Source excerpt:
=====

# RPC (Remote Procedure Call)

### **What is RPC?**

RPC (Remote Procedure Call) is a protocol that allows a program to execute a procedure (function) on a remote server as if it were a local function. This enables distributed computing where different services interact seamlessly over a network.

Unlike REST APIs, which are resource-based, RPC focuses on calling functions or procedures directly.

### **RPC Architecture and Workflow**

#### **Architecture Components**

1. **Client** – Initiates the RPC request.
2. **Stub (Client-Side Proxy)** – Encodes the request and sends it over the network.
3. **Transport Layer (Network)** – Transfers the request to the remote system.
4. **Stub (Server-Side Proxy)** – Decodes the request.
5. **Server** – Executes the requested procedure and returns the response.

### **RPC Workflow**

1. **Client calls a function**: A client calls a remote function just like a local one.
2. **Marshalling (Serialization)**: The client stub serializes parameters.

=====

What this exercise asks:
(1) Do these statements agree with the RPC overview? For each, answer yes or no and quote the words that settle it.
(a) The client-side stub decodes the request.
(b) RPC focuses on calling functions or procedures directly.
(c) The transport layer executes the requested procedure.
(2) Can you return, unchanged, the part of the RPC overview that begins at the words "2. **Stub (Client-Side" and stops after "a local one."?
You can leave the rows aside.

Data entries
=====

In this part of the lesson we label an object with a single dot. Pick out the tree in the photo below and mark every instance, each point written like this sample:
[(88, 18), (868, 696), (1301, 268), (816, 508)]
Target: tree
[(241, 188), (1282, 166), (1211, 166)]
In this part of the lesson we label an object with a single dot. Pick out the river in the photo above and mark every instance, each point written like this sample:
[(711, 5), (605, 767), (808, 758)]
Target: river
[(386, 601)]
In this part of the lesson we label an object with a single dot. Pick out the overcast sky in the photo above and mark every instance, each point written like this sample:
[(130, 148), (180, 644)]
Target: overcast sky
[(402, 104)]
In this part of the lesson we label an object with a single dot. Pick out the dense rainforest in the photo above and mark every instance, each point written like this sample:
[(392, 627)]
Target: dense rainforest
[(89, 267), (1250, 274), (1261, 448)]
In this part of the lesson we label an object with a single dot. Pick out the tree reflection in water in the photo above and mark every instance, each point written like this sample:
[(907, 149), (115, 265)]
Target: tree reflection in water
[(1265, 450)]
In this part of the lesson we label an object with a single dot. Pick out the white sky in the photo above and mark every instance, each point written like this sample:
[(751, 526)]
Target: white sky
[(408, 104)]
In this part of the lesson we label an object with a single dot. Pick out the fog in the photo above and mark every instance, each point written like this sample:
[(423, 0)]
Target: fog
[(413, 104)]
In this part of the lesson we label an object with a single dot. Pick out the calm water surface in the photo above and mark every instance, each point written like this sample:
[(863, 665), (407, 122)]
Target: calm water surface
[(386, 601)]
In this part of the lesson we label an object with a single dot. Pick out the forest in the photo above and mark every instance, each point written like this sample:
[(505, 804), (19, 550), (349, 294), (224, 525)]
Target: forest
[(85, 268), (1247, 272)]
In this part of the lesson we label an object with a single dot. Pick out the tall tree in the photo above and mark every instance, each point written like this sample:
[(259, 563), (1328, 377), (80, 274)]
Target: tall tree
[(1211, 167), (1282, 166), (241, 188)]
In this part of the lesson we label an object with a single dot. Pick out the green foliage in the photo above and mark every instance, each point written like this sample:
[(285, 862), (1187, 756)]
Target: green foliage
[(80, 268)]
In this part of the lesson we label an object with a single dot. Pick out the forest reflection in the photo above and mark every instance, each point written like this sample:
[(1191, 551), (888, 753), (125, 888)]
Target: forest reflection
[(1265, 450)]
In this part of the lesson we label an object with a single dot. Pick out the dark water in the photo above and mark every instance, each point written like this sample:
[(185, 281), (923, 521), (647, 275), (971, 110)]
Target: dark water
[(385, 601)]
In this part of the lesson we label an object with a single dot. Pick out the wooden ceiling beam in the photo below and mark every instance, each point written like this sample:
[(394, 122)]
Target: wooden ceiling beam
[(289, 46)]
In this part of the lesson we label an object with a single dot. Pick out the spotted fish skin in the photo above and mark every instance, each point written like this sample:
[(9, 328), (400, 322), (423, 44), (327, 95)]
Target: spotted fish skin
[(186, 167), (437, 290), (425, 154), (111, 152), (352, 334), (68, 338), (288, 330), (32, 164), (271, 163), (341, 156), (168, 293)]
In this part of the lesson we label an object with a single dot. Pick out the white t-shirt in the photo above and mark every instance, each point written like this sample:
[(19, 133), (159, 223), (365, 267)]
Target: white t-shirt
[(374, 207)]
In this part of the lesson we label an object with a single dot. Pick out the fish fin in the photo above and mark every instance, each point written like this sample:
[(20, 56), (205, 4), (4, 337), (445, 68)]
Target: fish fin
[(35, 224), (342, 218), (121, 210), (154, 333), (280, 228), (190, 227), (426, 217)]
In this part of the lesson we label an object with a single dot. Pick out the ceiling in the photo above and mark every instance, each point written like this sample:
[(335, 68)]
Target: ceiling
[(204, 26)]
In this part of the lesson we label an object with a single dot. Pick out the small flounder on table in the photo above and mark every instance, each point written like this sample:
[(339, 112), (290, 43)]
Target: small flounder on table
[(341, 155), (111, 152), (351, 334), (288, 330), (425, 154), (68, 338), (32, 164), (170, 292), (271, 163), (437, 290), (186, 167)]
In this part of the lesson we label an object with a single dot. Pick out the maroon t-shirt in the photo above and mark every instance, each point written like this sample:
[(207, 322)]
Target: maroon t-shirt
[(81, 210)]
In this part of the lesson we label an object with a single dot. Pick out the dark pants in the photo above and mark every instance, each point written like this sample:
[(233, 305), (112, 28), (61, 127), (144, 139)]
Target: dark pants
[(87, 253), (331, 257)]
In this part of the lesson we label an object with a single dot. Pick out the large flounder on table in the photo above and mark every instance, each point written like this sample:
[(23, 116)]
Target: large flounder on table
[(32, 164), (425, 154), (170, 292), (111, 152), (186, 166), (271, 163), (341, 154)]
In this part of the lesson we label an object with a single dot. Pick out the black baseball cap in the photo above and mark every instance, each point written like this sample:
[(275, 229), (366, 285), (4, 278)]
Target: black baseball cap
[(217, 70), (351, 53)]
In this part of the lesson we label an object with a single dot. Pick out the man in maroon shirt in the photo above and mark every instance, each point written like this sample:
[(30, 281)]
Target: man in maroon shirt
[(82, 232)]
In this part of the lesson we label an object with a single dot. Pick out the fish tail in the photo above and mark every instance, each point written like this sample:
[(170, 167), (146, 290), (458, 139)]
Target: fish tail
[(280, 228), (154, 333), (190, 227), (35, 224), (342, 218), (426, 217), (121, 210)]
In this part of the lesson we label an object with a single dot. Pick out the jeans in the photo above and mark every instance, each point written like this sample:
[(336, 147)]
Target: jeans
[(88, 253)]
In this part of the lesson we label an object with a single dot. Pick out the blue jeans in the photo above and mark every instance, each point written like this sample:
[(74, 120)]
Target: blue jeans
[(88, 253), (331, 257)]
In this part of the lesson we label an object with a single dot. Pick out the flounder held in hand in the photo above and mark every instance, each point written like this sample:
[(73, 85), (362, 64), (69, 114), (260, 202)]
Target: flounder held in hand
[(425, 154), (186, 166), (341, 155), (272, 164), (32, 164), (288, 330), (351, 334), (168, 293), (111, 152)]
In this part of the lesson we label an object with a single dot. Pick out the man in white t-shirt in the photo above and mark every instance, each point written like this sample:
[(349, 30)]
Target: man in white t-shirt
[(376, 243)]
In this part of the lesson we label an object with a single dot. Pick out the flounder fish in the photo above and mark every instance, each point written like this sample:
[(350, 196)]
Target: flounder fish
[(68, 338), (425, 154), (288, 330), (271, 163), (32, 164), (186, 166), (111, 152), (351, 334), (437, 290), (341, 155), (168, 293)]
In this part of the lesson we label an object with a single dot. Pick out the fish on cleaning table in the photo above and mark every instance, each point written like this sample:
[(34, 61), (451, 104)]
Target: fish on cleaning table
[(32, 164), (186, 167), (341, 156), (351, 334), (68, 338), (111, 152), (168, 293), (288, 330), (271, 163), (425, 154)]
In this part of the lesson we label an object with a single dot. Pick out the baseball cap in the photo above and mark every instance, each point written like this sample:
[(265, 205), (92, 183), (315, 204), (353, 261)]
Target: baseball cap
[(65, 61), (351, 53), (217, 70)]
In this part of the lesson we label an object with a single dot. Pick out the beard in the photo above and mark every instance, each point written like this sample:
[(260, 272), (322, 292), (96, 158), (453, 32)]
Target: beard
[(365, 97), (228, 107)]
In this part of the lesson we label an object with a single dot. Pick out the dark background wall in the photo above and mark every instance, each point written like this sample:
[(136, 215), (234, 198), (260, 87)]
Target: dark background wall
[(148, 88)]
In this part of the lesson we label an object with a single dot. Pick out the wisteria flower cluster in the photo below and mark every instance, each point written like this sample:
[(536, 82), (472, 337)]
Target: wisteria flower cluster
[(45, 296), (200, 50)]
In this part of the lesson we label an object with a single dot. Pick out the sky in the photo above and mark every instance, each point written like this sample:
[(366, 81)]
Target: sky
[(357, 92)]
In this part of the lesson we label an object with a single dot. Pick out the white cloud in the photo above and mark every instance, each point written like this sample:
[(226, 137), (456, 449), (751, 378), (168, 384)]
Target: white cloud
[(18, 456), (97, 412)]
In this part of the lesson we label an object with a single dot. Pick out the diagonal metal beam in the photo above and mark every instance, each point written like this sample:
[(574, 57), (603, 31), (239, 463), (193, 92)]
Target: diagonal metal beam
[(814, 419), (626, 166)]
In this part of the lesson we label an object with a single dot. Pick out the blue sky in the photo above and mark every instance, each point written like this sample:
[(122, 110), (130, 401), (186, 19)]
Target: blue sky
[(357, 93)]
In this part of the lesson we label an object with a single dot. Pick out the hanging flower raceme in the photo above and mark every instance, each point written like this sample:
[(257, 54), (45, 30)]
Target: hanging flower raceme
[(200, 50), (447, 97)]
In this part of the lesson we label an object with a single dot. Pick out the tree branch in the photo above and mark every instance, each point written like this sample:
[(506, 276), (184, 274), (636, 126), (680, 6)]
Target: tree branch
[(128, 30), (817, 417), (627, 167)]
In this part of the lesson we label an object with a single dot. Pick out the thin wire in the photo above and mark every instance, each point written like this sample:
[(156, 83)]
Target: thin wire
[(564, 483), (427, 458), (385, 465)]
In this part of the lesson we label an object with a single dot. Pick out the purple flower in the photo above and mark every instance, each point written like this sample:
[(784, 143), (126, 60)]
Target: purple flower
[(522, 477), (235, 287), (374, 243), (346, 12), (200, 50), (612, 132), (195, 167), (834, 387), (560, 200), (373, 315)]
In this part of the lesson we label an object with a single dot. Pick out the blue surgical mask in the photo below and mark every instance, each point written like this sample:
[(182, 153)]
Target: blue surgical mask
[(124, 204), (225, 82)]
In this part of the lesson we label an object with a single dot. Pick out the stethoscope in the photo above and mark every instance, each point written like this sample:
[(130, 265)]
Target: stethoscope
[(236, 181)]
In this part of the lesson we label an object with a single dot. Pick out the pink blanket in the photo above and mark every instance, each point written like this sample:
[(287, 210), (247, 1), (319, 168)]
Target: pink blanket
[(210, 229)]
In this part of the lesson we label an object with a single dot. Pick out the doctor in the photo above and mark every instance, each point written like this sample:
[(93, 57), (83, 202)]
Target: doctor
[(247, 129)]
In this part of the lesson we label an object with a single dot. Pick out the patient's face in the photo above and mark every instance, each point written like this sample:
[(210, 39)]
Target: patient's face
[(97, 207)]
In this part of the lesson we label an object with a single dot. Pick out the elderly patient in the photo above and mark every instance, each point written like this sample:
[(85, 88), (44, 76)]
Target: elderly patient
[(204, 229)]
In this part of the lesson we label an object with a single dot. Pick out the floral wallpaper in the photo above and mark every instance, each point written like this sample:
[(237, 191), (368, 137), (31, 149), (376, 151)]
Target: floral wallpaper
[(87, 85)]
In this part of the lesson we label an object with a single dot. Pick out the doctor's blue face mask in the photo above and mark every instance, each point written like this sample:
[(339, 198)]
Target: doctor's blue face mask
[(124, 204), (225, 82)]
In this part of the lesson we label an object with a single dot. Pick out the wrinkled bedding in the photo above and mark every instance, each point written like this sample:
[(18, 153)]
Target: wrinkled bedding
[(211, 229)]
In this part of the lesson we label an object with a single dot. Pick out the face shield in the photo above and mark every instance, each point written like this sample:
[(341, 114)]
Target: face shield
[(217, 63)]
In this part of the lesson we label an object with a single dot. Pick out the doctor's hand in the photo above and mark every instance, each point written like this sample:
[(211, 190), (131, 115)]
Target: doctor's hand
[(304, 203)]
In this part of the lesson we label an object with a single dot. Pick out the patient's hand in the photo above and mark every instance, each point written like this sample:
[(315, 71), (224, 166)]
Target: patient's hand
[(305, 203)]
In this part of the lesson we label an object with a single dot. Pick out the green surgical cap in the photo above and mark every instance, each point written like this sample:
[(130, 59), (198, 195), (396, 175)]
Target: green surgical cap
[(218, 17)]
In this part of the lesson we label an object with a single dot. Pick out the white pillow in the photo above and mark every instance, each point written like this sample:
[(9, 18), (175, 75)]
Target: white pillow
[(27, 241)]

=====

Responses in order:
(1)
(a) No: "Encodes the request and sends it over the network."
(b) Yes: "RPC focuses on calling functions or procedures directly."
(c) No: "Transfers the request to the remote system."

(2)
2. **Stub (Client-Side Proxy)** – Encodes the request and sends it over the network.
3. **Transport Layer (Network)** – Transfers the request to the remote system.
4. **Stub (Server-Side Proxy)** – Decodes the request.
5. **Server** – Executes the requested procedure and returns the response.

### **RPC Workflow**

1. **Client calls a function**: A client calls a remote function just like a local one.